§6.4 Working With The Requestor

JurisdictionWashington

§6.4 WORKING WITH THE REQUESTOR

The receipt of a PRA request starts an ongoing relationship with the PRA requestor. Often, there may be a single additional interaction—producing the responsive records—but other times, a thorough PRA response will require significant interaction between the requestor and the agency.

(1) The initial response

In 2017, the legislature revised RCW 42.56.520 and RCW 42.56.080 on how agencies must respond to a PRA request, partly in response to Hikel v. City of Lynnwooal, 197 Wn.App. 366, 389 P.3d 677 (2016). In that case, the city's five-day response sought clarification of an extremely broad—but not unclear—request but did not provide a time estimate for its responsive first installment. The court held that RCW 42.56.520 did not permit a "seek clarification" response when the request sought an identifiable record. Citing the Public Records Act Deskbook, the court held that the city should have included a time estimate for a first installment, even if that estimate was speculative. Hikel, 197 Wn.App. at 375 (quoting Washington Public Records Act Deskbook §6.5(1) cmt. at 6-22 (Wash. State Bar Assoc. 2d ed. 2014).

Amended RCW 42.56.520 now allows a request for clarification to meet an agency's five-day response deadline. By that five-business-day deadline, the agency must either (1) provide the records, (2) provide an internet link to the records unless the agency has been informed that the requestor cannot access the record through the internet, (3) provide the requestor with a reasonable time estimate for a first installment of records, (4) seek clarification for any unclear portions of the request while still providing a reasonable time estimate to the extent possible, or (5) deny the request. RCW 42.56.520(1)(a) -(e).

When a request is not one that can be completed in five days or less, the receipt of the PRA request is often the first step in defining the scope of that request. A public records officer must be prepared to communicate and work with a requestor. The public records officer may seek clarification, work with the requestor to focus or narrow a request, or assist the requestor to formulate a request sufficient to fulfill the requestor's objectives. To be effective, the public records officer's efforts must be carried out with the attitude of providing the fullest assistance, recognizing that the agency's records are really the public's records and the public records officer is simply providing access.

Working in conjunction with requestors demonstrates a spirit of collaboration and the agency's desire to be transparent. Working together helps requestors feel involved in the process, promotes service excellence, and allows the requestor and the agency to benefit from the collaboration.
————
Exercise instructions
Say whether each statement agrees with the section on working with the requestor, answering yes or no and quoting the words of the section that decide it: (a) amended RCW 42.56.520 gives an agency a five-business-day deadline to respond; (b) in Hikel, the request the city received was unclear; (c) the legislature revised RCW 42.56.520 in 2016.

Material shown
————
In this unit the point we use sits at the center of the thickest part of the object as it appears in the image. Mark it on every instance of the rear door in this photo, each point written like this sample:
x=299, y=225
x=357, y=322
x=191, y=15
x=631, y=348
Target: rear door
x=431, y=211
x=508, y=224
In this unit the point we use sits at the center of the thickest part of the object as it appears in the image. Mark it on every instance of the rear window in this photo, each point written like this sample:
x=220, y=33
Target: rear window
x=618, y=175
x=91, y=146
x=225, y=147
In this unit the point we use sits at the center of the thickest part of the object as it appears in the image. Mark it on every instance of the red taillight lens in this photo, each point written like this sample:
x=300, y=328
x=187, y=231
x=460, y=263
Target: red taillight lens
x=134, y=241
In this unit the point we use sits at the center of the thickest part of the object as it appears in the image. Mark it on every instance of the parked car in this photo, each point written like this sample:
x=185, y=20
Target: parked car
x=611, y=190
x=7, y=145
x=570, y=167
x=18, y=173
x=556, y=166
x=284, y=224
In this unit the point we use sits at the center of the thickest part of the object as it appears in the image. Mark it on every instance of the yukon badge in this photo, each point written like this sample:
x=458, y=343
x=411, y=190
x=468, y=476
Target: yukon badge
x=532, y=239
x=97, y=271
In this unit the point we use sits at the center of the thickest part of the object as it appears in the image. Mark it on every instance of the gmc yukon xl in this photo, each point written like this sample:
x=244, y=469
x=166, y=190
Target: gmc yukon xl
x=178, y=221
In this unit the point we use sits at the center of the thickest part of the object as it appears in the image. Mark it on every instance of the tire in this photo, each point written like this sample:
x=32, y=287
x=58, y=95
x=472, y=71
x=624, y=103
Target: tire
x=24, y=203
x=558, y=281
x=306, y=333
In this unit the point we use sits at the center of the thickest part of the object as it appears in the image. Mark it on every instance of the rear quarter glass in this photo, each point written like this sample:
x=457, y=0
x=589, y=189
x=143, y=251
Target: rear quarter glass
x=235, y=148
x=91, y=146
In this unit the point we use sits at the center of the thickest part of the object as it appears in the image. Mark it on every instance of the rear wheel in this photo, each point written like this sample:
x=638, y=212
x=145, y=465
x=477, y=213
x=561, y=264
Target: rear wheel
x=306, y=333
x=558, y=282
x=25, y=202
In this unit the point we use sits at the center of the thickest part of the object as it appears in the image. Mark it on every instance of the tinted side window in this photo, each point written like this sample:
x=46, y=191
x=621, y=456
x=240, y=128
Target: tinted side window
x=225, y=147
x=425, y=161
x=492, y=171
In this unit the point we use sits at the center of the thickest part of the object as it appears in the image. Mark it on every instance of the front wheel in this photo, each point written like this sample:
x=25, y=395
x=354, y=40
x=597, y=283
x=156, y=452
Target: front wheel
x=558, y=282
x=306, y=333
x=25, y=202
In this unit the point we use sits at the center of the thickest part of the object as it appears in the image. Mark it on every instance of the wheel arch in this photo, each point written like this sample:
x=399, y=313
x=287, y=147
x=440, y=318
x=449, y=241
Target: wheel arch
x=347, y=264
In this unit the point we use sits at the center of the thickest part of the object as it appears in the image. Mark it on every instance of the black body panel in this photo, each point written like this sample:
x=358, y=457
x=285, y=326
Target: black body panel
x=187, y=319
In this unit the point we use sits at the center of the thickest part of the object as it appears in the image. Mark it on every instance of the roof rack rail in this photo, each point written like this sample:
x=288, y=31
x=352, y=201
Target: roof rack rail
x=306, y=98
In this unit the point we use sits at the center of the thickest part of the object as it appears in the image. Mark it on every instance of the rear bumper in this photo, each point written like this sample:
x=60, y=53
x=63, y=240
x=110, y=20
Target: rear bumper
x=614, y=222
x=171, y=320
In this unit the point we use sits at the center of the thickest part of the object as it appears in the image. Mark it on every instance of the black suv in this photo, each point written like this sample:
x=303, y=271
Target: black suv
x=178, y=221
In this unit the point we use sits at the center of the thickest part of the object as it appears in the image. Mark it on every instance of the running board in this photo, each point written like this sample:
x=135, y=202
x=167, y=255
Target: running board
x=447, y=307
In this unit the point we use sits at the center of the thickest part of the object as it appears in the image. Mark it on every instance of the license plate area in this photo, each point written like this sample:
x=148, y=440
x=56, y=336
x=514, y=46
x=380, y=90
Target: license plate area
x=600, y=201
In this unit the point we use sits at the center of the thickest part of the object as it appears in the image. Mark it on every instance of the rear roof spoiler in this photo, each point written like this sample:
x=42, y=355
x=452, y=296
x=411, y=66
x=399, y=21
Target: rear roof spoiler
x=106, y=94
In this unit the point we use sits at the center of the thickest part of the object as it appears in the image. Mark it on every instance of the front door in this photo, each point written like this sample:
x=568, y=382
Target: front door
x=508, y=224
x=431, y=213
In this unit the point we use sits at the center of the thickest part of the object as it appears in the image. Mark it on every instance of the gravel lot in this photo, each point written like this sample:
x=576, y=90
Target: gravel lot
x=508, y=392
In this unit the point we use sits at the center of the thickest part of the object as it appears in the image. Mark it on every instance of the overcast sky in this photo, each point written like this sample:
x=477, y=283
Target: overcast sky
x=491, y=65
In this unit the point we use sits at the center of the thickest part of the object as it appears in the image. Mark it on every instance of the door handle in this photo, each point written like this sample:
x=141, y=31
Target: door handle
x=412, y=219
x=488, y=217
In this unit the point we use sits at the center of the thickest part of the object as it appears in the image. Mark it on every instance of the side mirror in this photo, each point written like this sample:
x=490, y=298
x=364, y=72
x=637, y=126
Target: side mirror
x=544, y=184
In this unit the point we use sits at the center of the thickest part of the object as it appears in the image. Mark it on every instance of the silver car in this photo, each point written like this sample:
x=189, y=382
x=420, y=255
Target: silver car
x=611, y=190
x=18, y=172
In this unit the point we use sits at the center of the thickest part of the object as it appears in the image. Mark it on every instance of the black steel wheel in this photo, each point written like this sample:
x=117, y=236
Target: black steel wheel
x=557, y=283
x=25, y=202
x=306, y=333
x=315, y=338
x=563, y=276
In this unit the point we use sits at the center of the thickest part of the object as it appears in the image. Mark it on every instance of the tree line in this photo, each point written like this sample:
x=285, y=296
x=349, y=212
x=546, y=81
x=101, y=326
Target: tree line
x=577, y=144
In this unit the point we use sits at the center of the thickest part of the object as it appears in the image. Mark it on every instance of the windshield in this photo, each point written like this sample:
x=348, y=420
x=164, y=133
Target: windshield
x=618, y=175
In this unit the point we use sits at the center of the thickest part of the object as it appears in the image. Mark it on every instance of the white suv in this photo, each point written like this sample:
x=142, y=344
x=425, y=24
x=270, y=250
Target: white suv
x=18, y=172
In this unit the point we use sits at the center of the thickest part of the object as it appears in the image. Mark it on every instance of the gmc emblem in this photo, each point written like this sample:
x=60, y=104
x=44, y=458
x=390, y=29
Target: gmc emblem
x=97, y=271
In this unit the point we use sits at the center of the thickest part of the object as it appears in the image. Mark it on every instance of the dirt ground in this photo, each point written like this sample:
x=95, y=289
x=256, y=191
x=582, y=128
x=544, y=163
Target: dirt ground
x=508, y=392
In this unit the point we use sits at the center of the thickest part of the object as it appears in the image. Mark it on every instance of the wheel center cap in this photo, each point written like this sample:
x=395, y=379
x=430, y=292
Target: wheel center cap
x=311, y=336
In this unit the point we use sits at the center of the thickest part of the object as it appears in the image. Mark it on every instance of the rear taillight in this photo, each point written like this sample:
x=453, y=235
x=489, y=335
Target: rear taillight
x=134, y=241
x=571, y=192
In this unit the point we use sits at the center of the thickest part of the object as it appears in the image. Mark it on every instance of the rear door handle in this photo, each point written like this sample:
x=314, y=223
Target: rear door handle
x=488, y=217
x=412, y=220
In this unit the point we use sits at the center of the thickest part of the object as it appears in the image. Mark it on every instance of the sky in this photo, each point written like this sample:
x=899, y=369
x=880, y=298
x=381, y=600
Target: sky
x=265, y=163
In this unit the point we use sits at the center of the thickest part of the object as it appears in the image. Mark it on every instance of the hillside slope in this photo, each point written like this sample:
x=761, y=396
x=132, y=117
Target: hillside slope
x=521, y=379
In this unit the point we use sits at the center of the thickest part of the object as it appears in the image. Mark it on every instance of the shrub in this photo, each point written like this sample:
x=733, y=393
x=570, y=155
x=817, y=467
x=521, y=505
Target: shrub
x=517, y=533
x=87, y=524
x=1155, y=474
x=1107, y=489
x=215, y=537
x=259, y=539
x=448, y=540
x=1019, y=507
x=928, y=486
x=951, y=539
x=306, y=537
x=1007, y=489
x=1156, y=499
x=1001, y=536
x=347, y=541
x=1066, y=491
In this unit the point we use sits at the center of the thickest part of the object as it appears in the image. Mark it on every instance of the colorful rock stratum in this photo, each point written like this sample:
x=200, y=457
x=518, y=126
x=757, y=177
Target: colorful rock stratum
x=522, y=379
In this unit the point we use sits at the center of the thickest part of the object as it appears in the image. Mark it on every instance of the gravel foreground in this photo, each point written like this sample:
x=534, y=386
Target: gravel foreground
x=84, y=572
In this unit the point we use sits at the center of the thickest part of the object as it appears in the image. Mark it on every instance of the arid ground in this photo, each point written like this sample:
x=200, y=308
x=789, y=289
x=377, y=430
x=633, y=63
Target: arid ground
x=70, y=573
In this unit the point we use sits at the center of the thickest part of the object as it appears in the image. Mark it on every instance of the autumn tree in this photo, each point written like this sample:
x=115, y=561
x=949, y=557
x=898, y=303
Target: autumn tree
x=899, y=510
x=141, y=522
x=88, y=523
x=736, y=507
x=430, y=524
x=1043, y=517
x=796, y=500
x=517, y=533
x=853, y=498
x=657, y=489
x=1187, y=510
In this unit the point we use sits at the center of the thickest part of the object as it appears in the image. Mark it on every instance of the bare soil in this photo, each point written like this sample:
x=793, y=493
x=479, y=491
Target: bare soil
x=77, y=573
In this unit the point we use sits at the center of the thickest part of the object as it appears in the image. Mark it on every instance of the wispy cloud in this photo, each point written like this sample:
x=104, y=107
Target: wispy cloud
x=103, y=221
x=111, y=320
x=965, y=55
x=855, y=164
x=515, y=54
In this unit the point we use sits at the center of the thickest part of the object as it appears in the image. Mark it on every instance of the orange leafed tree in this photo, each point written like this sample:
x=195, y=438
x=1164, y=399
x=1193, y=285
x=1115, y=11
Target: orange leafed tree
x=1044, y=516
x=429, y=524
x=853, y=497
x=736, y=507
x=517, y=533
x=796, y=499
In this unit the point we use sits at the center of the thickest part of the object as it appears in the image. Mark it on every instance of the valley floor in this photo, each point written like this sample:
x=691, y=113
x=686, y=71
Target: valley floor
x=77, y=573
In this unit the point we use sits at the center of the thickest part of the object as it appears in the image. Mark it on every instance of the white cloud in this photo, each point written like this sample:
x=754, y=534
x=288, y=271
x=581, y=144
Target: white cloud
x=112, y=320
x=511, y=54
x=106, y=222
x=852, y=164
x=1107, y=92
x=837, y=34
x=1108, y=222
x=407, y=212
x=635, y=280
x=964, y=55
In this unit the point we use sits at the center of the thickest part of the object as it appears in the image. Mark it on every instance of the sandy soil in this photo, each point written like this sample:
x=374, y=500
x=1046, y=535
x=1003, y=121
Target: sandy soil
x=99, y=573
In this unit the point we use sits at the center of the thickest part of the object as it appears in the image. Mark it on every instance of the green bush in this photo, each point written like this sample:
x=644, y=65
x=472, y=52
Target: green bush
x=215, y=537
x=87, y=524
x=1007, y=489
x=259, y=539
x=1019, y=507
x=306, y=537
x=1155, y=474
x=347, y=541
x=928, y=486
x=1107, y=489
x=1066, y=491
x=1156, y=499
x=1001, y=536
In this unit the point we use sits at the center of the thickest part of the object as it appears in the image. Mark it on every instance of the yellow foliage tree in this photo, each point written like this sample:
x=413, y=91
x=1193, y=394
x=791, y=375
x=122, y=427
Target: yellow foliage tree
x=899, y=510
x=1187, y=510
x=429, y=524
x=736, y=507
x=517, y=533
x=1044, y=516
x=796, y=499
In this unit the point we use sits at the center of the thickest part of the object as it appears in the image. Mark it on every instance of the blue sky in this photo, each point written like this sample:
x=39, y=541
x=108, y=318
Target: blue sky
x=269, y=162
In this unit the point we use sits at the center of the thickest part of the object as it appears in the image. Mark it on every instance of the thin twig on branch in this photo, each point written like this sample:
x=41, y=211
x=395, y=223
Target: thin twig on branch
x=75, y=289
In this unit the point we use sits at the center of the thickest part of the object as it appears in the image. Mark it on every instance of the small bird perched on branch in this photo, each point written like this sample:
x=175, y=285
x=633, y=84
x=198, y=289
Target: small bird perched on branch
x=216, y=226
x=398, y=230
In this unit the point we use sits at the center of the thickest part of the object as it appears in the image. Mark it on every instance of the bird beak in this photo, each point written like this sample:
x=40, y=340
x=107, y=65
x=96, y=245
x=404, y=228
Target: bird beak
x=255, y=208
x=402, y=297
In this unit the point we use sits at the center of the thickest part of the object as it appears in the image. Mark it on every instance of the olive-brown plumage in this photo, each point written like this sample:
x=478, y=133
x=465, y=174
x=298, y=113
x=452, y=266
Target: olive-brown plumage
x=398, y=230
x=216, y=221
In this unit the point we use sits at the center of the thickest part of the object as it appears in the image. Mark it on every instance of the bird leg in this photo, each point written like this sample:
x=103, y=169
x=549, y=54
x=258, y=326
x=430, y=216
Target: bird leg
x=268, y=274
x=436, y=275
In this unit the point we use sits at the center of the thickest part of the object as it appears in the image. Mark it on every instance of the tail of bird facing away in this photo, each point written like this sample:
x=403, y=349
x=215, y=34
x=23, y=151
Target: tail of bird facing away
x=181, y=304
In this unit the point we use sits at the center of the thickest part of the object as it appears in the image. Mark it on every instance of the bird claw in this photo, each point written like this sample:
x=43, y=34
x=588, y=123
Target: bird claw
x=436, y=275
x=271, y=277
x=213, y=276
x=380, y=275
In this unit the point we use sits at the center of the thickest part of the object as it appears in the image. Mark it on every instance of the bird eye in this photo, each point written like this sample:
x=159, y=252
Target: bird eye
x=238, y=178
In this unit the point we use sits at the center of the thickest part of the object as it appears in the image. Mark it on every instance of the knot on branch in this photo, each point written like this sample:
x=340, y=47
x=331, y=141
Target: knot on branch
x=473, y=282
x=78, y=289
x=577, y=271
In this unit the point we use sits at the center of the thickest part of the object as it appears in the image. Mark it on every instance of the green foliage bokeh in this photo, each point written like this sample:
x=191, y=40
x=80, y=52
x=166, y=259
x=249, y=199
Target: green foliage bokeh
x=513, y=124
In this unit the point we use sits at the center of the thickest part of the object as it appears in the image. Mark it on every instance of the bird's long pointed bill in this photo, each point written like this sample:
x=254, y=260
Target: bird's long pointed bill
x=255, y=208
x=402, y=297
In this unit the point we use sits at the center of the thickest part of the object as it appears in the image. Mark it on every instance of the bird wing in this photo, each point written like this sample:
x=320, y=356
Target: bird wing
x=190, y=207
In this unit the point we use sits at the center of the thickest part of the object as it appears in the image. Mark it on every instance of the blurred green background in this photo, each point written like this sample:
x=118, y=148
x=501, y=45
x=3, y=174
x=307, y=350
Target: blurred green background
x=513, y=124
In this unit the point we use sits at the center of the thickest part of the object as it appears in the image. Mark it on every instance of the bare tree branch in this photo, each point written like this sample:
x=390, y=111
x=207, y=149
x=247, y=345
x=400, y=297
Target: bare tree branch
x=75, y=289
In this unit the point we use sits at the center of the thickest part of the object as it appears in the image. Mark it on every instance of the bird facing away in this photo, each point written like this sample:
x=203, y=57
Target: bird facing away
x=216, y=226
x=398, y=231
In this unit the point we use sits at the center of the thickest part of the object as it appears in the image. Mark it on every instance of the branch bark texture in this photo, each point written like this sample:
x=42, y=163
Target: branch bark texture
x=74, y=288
————
Finished exercise
(a) Yes: "By that five-business-day deadline, the agency must either"
(b) No: "an extremely broad—but not unclear—request"
(c) No: "In 2017, the legislature revised RCW 42.56.520 and RCW 42.56.080"